GIVEN RECORDS
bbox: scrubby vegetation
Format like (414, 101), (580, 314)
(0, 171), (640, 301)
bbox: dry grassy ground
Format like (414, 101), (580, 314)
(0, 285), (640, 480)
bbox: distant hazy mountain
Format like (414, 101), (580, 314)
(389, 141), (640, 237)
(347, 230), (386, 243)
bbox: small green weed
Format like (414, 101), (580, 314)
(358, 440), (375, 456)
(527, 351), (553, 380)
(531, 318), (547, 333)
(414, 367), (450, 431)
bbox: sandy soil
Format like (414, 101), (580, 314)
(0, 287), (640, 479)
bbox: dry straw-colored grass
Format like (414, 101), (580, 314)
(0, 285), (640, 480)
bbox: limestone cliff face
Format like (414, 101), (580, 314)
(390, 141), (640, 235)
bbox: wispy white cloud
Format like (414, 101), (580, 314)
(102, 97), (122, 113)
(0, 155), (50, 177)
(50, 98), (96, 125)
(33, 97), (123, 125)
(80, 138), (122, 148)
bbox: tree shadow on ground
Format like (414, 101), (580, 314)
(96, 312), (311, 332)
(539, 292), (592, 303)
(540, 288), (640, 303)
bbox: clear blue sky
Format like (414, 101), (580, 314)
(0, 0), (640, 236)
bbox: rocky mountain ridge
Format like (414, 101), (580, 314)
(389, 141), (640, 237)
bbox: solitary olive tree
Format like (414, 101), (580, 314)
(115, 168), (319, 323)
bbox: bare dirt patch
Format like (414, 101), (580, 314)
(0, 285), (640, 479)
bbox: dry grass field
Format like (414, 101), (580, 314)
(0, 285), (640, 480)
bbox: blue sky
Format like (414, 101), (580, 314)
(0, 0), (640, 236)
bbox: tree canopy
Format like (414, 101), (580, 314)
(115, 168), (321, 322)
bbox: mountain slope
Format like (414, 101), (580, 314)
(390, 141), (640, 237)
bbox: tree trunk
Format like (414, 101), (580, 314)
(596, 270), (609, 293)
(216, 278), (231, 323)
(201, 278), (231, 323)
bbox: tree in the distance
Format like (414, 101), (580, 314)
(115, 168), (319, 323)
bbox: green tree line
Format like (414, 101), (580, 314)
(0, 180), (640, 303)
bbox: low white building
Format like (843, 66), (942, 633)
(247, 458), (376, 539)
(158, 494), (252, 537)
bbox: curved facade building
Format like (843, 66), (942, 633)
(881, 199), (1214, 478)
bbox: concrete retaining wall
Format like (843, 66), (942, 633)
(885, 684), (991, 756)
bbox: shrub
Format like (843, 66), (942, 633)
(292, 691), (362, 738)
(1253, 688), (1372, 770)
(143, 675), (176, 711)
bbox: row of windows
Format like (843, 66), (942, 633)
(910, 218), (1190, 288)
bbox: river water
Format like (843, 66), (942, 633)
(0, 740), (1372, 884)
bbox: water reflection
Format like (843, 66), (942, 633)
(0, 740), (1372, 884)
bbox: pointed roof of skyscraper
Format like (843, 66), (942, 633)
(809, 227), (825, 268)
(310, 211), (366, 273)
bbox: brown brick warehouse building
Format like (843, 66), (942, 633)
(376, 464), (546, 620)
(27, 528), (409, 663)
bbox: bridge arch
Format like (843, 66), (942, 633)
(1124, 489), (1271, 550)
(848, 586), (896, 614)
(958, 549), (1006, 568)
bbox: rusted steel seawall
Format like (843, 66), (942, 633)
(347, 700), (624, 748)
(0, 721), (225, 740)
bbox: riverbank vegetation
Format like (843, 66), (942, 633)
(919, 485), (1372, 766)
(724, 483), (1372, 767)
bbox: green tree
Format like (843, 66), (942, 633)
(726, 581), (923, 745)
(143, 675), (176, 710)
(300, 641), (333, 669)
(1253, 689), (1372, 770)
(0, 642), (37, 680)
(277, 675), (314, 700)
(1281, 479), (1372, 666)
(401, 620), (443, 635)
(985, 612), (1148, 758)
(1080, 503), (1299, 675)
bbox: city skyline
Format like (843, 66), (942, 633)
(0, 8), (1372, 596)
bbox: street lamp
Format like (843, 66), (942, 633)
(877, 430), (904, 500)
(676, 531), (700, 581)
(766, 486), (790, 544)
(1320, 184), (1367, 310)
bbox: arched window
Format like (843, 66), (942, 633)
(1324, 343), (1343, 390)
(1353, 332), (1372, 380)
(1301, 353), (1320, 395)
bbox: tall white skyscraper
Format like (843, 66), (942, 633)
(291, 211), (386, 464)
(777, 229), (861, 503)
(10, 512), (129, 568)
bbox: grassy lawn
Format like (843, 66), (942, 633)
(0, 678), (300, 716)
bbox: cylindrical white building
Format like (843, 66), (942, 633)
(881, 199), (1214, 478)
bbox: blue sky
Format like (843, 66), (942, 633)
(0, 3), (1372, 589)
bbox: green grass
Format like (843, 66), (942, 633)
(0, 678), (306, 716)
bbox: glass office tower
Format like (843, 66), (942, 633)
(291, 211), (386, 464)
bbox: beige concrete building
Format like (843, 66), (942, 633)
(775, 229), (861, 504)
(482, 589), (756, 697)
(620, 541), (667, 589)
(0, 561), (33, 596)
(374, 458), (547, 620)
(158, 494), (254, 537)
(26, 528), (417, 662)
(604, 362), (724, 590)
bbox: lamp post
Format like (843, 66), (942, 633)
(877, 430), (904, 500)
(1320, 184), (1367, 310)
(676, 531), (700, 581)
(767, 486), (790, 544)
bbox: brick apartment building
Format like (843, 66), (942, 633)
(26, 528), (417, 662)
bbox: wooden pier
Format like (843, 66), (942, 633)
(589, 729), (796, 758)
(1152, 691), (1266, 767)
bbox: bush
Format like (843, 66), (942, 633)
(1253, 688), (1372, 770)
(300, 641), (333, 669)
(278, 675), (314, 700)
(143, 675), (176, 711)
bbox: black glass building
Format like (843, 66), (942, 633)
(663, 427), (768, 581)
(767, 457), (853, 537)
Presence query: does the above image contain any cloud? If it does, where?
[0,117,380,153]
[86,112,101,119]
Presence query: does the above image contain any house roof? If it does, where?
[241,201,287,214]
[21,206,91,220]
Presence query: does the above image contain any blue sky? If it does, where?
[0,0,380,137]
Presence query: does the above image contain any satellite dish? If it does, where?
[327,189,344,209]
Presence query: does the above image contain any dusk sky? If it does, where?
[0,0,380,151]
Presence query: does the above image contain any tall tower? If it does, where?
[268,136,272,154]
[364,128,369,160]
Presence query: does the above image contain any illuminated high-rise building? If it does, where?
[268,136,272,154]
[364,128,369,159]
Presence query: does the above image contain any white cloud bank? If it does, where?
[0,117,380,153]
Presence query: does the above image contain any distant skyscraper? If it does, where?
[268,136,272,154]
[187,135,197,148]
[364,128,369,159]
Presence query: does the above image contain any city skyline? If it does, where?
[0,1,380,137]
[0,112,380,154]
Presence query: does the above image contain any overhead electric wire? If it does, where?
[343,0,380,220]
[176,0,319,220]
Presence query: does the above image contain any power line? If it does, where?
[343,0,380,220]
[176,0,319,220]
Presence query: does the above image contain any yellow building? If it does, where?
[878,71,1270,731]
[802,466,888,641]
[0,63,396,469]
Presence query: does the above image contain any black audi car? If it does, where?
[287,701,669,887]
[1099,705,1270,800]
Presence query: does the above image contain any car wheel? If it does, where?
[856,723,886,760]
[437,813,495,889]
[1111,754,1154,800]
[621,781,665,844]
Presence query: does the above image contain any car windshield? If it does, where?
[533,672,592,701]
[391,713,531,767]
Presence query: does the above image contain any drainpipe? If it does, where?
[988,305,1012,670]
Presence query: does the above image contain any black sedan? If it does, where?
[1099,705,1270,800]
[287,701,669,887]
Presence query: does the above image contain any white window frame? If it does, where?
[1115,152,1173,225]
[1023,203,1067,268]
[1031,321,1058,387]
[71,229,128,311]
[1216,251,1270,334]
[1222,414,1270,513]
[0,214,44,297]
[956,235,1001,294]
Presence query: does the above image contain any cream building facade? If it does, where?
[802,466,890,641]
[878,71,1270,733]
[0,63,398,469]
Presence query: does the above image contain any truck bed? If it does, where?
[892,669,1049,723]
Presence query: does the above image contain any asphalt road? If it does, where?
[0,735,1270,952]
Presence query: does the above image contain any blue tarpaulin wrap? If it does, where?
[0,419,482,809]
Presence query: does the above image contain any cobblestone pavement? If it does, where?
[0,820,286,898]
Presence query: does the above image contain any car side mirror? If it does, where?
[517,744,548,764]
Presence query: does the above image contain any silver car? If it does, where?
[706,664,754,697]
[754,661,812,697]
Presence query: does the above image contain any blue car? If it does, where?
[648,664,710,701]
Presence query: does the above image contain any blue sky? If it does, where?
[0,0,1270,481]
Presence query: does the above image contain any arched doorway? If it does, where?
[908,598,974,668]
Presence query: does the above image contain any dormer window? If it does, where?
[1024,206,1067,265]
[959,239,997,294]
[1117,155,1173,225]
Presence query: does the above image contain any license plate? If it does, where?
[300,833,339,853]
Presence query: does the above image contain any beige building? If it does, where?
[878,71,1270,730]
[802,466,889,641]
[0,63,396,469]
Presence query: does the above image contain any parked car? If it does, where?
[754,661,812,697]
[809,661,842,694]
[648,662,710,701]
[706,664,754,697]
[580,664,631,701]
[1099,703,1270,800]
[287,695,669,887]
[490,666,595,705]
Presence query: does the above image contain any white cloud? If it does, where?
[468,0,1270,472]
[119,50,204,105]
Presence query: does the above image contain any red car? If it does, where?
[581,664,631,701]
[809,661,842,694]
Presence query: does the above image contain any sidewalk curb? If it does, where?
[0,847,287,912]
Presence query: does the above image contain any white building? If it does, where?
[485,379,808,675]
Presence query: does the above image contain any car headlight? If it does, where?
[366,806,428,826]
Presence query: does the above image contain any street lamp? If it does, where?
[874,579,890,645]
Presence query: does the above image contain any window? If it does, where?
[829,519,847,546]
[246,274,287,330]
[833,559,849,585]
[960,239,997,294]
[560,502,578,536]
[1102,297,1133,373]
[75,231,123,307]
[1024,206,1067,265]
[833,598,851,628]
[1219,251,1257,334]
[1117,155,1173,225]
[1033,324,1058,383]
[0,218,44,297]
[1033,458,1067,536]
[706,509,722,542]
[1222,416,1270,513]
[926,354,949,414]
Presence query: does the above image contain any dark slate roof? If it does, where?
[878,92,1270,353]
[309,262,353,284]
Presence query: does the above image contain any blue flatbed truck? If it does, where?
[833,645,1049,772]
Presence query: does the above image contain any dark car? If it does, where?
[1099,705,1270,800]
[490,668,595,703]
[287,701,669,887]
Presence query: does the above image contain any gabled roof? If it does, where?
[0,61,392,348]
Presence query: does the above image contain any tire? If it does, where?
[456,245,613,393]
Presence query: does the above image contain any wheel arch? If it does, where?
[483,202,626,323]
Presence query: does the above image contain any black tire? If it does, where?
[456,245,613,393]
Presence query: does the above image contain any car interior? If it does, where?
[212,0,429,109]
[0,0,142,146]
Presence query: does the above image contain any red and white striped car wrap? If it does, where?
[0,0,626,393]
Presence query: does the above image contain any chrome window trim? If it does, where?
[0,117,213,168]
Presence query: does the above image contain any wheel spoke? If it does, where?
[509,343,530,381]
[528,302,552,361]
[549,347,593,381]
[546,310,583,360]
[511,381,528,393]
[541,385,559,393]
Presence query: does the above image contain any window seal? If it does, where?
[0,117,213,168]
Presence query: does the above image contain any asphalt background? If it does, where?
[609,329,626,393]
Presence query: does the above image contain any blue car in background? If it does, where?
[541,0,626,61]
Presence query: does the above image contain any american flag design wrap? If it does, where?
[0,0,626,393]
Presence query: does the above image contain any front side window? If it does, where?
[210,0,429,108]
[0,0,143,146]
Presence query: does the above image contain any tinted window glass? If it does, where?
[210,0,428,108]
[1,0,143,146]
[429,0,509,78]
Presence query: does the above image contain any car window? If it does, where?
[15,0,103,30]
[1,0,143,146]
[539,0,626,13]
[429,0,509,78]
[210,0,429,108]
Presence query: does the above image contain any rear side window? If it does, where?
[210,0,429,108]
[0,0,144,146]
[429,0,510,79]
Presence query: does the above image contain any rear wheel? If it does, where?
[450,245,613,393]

WHAT THIS TASK INVOLVES
State how many lines in the material contain the string "vegetation", counting only exact case matches. Give the number alone.

ANSWER FOR THE TASK
2